** START OF TEXT SHOWN **

As the ties between parent company and
a captive are reinforced at respective board
levels, this has changed the emphasis for
captive service providers who now have to
view the process of establishing captives
more holistically. Previously, decisions
were principally made based on what was
best for the captive. We are experiencing
an increasing trend in captive managers
informing us that they have to bear in mind
that what is good for the captive may not be
good for the parent. We are also witnessing
that the representation on the captive
board is increasing in seniority from the
parent company e.g. a finance director
currently where previously a finance controller
would have been present. This is a
response to parents wanting the captive to
work harder for them as they are no longer
guaranteed to be self-sustaining through
interest rate return on cash held alone.
This evolution of captive boards has
meant that increasingly they are looking at
a broader range of potential solutions for
the captive that drive efficiency and return.
Shared banking providers also means that
the representatives of the parent company
that sit on the captive board will typically
already know the capabilities and individuals
within the bank the captive is dealing
with, they can therefore be more demanding
and insistent on what they expect and
wish from their banking partner.

** END OF TEXT SHOWN **
** START OF COLLECTED MATERIAL **

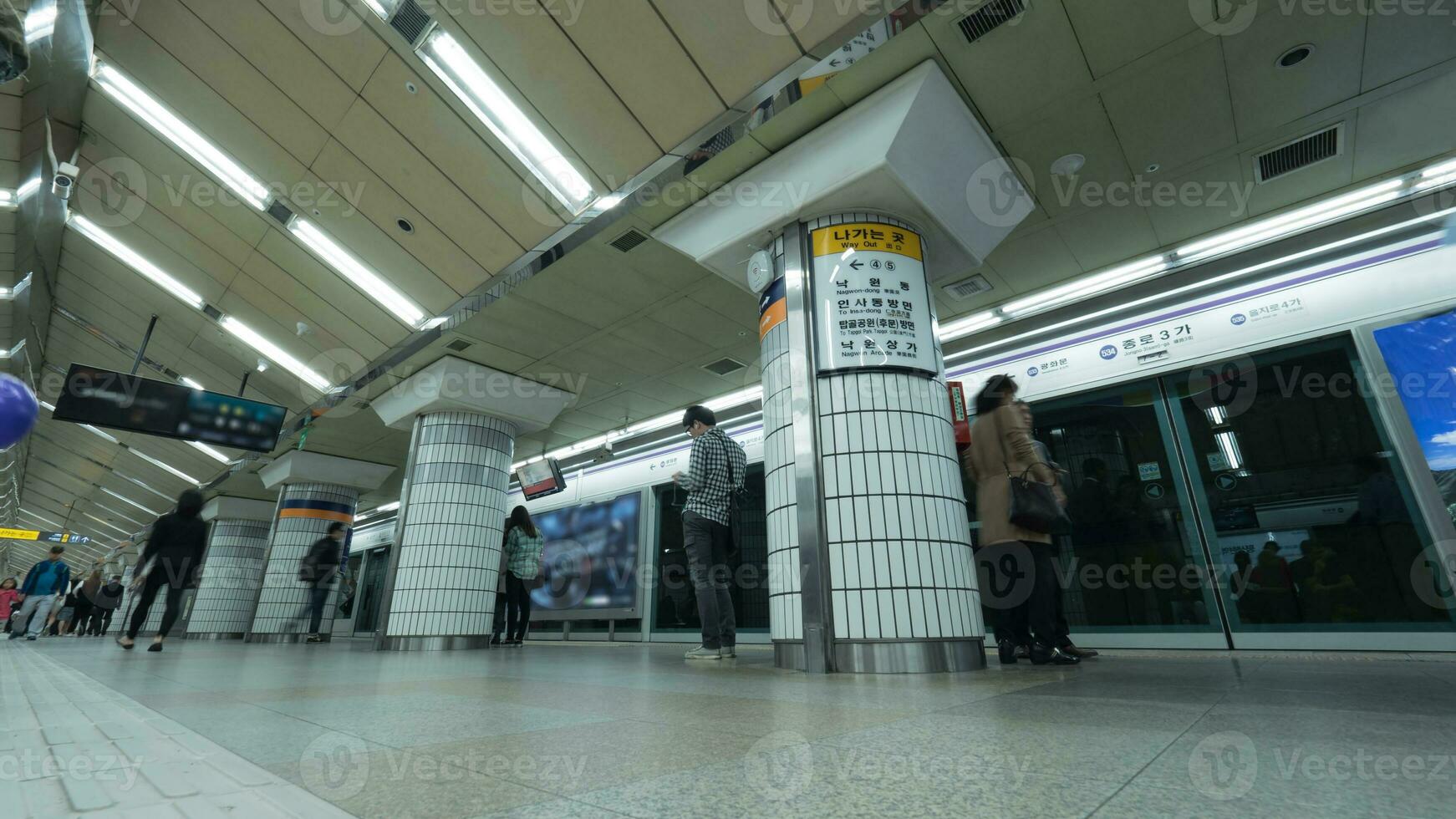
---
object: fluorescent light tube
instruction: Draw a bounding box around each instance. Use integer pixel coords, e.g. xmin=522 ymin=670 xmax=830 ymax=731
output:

** END OF COLLECTED MATERIAL **

**WHAT TO DO:** Write what comes next in the passage on captive boards and their parent companies, starting after its final sentence. The data is separate material and has no connection to the text about captives and their parent companies.

**OUTPUT OF THE TASK:**
Having closer ties between the two, and
indeed between the advisors and relationship
managers of each party, means that
these decisions can be made more easily
and that all parties can be kept informed
of why certain actions are being taken. To
illustrate the benefit of this approach, one
of Guernsey’s leading independent captive
managers gave us their view: “The client
appreciated the ‘joined-up’ approach used
by Barclays in bringing the client’s UK relationship
manager into the discussions with
the captive board in Guernsey. The parent
company and the captive were already both
using Barclays’ banking services, and the
UK relationship manager’s knowledge of
the potential expansion into the captive’s
investment management activities enabled
her to link in with the parent company’s
treasury team and ensure that their reporting
and other requirements were being
met from a group perspective.”
Guernsey is particularly active in promoting
this part of the captive management
space because it demonstrates the
importance of ongoing management to
the successful use of captives. Rather than
just a handy jurisdiction for establishing
a structure, the island has billed itself as
home to professional advisors who can do
things differently, building strong relationships
and maintaining and evolving those
to offer a better service. This sets the island
apart and focuses on the value-add, how if
captive companies look beyond their partners
as service providers and look to create
mutually beneficial relationships then success
is assured.
Part of any successful relationship
includes having an eye to the future. From
an insurance perspective, Solvency II has
created challenges and opportunities. In
this particular case this has provided benefits
for Guernsey as it is not part of the
European Union. The banking industry
also continues to go through change, with
Basel III affecting the treatment, and therefore
the potential cost, of letters of credit.
We continue to see Guernsey captive managers
being proactive to change, as they
work with their clients not only on their
day-to-day requirements of the captive,
but planning for the future to make sure
captives in Guernsey are equipped to deal
with future changes in a positive way.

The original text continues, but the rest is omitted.